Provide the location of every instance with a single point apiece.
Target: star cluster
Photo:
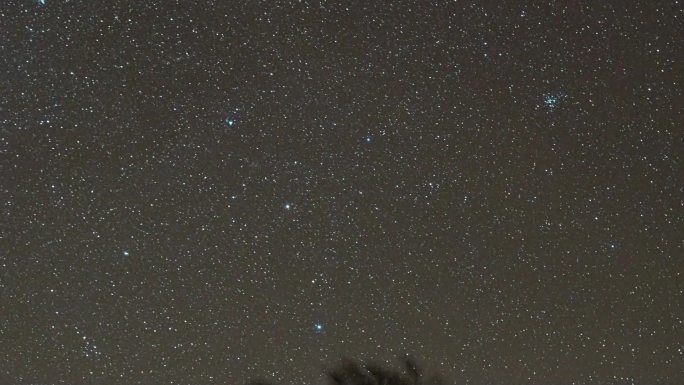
(207, 192)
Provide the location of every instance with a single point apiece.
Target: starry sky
(205, 192)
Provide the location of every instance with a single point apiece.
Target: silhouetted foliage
(350, 372)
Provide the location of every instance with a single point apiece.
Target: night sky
(205, 192)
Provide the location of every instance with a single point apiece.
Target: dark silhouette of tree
(350, 372)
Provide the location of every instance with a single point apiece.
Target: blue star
(551, 101)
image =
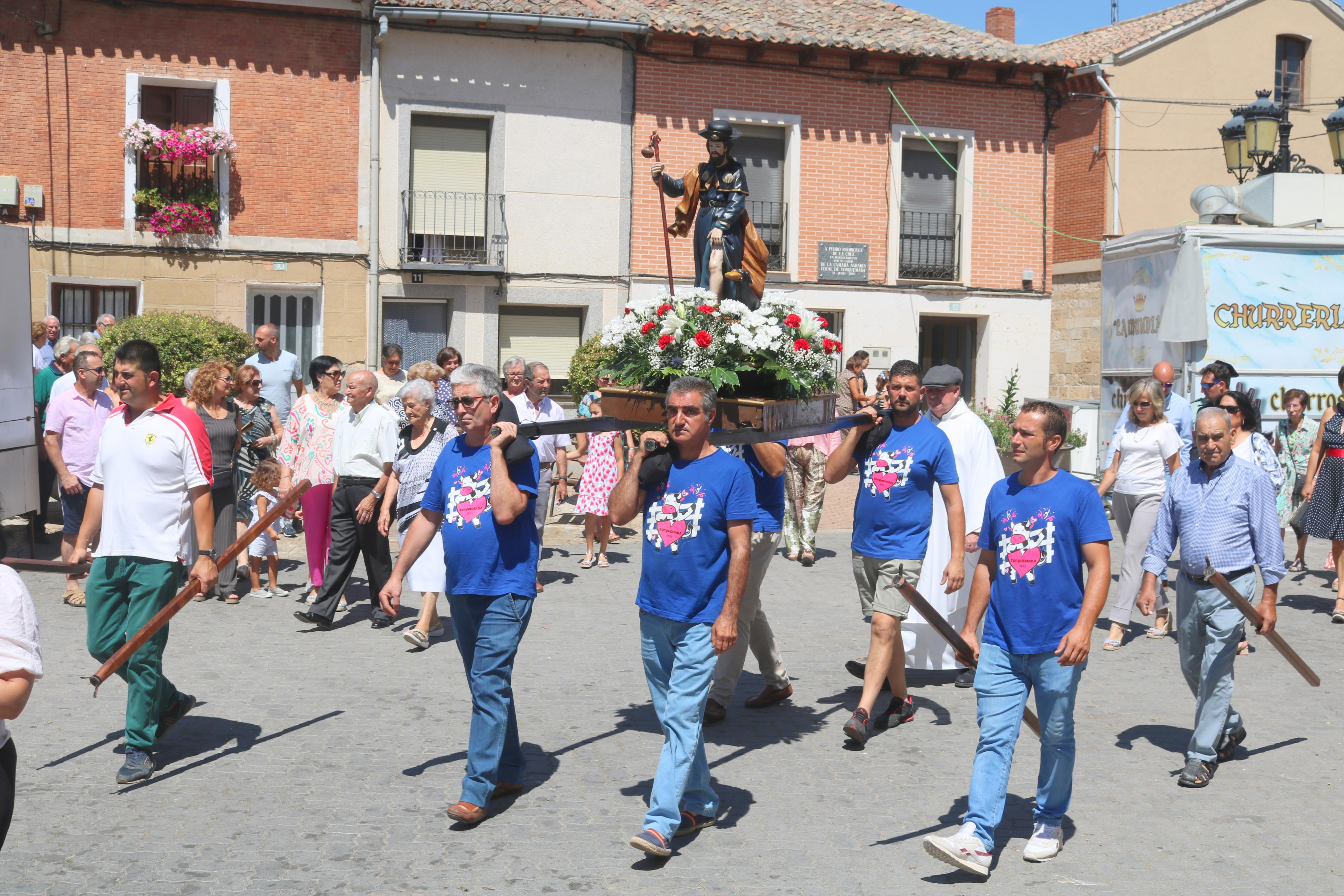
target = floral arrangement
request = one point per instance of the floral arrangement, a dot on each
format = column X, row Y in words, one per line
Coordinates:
column 780, row 350
column 190, row 147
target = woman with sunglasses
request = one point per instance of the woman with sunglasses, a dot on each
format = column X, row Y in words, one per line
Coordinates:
column 1147, row 449
column 307, row 453
column 210, row 398
column 261, row 437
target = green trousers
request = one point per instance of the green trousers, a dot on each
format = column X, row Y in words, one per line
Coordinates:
column 121, row 595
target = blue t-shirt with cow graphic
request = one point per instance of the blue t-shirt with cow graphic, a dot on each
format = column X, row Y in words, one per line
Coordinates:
column 894, row 510
column 483, row 557
column 686, row 537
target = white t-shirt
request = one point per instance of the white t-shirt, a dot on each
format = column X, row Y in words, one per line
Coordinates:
column 21, row 647
column 147, row 469
column 1143, row 457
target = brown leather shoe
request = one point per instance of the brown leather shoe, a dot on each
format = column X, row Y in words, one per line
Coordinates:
column 506, row 790
column 467, row 813
column 771, row 695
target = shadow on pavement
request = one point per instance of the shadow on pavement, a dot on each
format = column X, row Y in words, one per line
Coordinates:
column 167, row 754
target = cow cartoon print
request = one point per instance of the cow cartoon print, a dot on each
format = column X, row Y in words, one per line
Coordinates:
column 1026, row 546
column 470, row 497
column 675, row 516
column 885, row 471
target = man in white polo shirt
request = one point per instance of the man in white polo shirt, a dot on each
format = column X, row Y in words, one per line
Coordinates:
column 363, row 450
column 536, row 406
column 151, row 480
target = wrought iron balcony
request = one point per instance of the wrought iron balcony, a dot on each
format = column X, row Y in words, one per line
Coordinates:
column 930, row 246
column 443, row 227
column 772, row 221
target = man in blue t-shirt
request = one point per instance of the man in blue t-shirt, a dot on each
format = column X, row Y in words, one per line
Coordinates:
column 767, row 465
column 898, row 461
column 484, row 508
column 1041, row 527
column 697, row 557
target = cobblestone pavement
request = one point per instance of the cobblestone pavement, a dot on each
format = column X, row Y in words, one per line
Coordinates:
column 323, row 762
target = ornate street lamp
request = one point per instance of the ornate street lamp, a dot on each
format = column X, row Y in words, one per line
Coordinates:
column 1251, row 138
column 1234, row 148
column 1335, row 132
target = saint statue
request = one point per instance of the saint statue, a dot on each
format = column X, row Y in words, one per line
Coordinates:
column 730, row 257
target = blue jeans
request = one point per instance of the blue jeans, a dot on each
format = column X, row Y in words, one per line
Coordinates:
column 679, row 664
column 1209, row 628
column 488, row 631
column 1003, row 682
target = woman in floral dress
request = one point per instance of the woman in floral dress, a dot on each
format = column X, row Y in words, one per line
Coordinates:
column 307, row 454
column 1295, row 439
column 603, row 468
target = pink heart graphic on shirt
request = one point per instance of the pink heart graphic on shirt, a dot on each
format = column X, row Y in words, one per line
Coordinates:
column 472, row 510
column 671, row 530
column 1023, row 562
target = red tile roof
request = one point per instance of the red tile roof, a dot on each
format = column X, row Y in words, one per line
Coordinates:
column 1096, row 45
column 871, row 26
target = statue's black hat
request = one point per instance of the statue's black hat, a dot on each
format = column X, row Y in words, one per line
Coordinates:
column 721, row 129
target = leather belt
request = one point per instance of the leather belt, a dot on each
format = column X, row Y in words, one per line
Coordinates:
column 1234, row 574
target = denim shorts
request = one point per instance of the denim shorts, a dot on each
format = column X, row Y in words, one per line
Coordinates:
column 72, row 510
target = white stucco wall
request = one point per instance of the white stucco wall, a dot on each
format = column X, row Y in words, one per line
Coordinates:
column 1014, row 331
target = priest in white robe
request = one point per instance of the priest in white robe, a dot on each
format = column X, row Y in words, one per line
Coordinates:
column 978, row 468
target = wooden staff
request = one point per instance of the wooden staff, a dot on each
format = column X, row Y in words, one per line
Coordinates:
column 652, row 152
column 194, row 587
column 949, row 635
column 27, row 565
column 1221, row 582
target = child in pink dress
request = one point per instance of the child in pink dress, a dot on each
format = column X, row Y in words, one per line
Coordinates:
column 603, row 467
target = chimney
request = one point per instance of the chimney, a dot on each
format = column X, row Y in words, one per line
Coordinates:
column 1002, row 22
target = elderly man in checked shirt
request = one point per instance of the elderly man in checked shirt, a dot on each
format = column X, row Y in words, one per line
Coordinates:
column 1221, row 508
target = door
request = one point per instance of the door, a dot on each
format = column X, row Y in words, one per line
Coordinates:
column 951, row 340
column 420, row 328
column 550, row 336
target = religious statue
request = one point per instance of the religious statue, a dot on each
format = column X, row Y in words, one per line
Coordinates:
column 730, row 257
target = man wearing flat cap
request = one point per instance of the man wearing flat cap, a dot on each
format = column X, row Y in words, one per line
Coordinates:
column 729, row 253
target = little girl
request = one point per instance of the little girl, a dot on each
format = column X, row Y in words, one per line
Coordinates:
column 603, row 468
column 264, row 546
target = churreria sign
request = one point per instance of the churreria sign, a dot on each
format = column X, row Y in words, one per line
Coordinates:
column 1277, row 316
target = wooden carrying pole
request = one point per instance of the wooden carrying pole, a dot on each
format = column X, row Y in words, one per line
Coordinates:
column 1253, row 614
column 652, row 152
column 193, row 587
column 949, row 635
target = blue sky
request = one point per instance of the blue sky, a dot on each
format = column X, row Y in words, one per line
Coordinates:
column 1039, row 21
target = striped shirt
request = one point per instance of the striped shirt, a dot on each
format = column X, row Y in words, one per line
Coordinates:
column 147, row 469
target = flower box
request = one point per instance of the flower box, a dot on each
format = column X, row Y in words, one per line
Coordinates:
column 761, row 414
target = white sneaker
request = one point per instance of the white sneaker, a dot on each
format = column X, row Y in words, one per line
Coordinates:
column 963, row 851
column 1045, row 844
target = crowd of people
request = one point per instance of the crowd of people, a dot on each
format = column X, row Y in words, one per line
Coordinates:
column 1019, row 566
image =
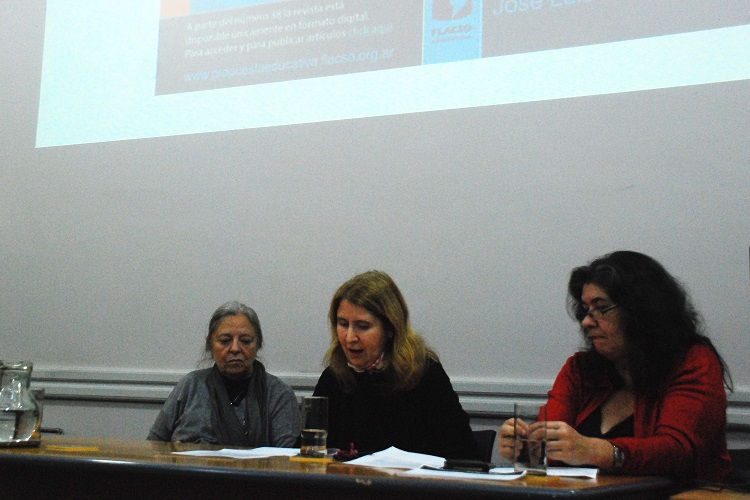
--
> The task
The response must hold only the lines above from the line with "request = one point per instance of the green" through the line with "request = one point per instance of the wrought", each copied exactly, both ends kept.

> Answer for this exercise
request = one point per instance of the green trousers, a dot on each
format = column X, row Y in words, one per line
Coordinates:
column 121, row 595
target = blue t-shirt with cow graphic
request = one point per instance of the blue t-shirt with cow graphic, a dot on each
format = column X, row Y in words, one per line
Coordinates:
column 894, row 510
column 483, row 557
column 686, row 537
target = white t-shirt
request = one point per instance of the white t-shirt, a dot on each
format = column X, row Y in words, one per line
Coordinates:
column 21, row 647
column 147, row 469
column 1143, row 457
target = brown leather shoe
request = one point per instance of the brown leather shoe, a dot on each
format = column X, row Y in words, one per line
Coordinates:
column 506, row 790
column 467, row 813
column 771, row 695
target = shadow on pavement
request = one point per instance of the shadow on pavement, a dot on each
format = column X, row Y in words, one per line
Coordinates:
column 167, row 754
target = cow cartoon print
request = one point per instance of the cow cartoon print, a dot on each
format = column X, row Y in words, one per line
Coordinates:
column 1026, row 546
column 470, row 497
column 675, row 516
column 885, row 471
target = man in white polo shirt
request = one point per instance of the man in white polo shirt, a dot on each
format = column X, row Y in words, one per line
Coordinates:
column 363, row 450
column 536, row 406
column 151, row 480
target = wrought iron balcony
request = one point per instance of the wrought iron balcony, a dot on each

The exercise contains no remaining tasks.